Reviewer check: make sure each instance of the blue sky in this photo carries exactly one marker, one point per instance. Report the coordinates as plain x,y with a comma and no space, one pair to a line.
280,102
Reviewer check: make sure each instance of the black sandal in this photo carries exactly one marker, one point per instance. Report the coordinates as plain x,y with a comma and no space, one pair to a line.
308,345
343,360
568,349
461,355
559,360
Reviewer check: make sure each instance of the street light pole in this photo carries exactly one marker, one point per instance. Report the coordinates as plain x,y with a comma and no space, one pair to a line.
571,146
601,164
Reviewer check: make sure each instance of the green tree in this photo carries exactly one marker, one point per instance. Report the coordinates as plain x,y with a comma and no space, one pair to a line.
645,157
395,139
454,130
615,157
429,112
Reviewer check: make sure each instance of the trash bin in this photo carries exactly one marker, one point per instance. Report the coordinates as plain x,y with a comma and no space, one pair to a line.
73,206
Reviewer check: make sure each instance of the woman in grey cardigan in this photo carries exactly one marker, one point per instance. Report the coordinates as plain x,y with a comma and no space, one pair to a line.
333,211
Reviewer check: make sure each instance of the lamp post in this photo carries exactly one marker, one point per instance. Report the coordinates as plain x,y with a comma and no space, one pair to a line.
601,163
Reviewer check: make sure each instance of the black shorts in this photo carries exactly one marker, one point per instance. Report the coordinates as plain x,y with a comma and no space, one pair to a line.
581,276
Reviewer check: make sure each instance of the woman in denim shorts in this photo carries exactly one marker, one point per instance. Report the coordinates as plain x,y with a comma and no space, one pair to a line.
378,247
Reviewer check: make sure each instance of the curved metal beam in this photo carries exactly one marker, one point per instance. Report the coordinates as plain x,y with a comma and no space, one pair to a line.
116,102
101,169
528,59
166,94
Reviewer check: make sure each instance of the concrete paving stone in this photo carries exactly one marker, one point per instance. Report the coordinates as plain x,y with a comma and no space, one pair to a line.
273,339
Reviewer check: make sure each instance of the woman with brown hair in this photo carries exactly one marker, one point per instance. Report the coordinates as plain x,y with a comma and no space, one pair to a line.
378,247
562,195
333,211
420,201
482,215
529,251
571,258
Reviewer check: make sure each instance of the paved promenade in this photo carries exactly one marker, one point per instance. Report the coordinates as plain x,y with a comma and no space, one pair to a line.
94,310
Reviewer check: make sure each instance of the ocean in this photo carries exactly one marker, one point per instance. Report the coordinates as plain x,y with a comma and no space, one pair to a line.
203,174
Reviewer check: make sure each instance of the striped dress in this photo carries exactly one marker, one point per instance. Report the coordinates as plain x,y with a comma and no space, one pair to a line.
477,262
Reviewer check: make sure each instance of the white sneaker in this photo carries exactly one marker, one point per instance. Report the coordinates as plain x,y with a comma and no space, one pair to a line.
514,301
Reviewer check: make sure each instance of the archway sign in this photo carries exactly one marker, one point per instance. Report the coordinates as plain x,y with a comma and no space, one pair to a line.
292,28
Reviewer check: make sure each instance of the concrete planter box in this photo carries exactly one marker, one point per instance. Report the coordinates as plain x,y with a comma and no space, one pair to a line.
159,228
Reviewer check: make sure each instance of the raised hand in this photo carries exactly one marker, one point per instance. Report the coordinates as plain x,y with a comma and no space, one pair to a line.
☆ ☆ ☆ ☆ ☆
* The task: Return precisely the lines of the records, starting with the line that holds "Reviewer check: make sure each instance of the concrete paving" and ending with the last one.

* Response to this task:
Reviewer check: make sure each instance of the concrete paving stone in this photo carries exactly one marker, one point per instance. Report the coordinates as plain x,y with a comma and no space, one pair to a line.
273,339
Reviewer check: make sure each instance of the woman with brown hair in this photo carries exactly one marker, one point per instance. Report the coordinates as plain x,y with a comma and no space, one pair to a line.
378,247
562,195
333,211
420,201
482,215
529,251
571,258
Reviewer check: make sure each instance of the paved promenade in this photo carries exactly one marker, one point per instance. Report the coordinates as plain x,y with a comma and no space, one pair to a line.
94,310
Reviewer check: make sure each instance of the ocean in this photo carries exactly one marker, one point per instance. Report the coordinates as plain x,y with a comma and no space, one pair to a line.
203,174
Reviewer check: make sure each instance of the striped dress in this photo carries exactly one marker, one point per instance. Report the coordinates as plain x,y with a comma and no space, one pair to a line.
477,262
Reviewer check: make sure each instance of the white sneaker in this photo carries exactly one marker, one point per instance. Report the coordinates as plain x,y with a comma and no space, one pair to a line.
514,301
Reviewer check: make sure each instance of the archway sign in this photo carries exactly one marker, one point per instance. Report the coordinates as plain x,y with a comma and no space, one pair to a line.
292,28
Reviewer check: make sure each instance of the concrete planter box in this photo carries exactly one marker, one point per instance. Report the coordinates as plain x,y with a comma and no space, one pair to a line.
159,228
Reviewer check: make sure each instance of the raised hand in this photo carries exactly one marker, one point per instance. Report the coordinates as plain x,y with a comma and no space, one pair to a line.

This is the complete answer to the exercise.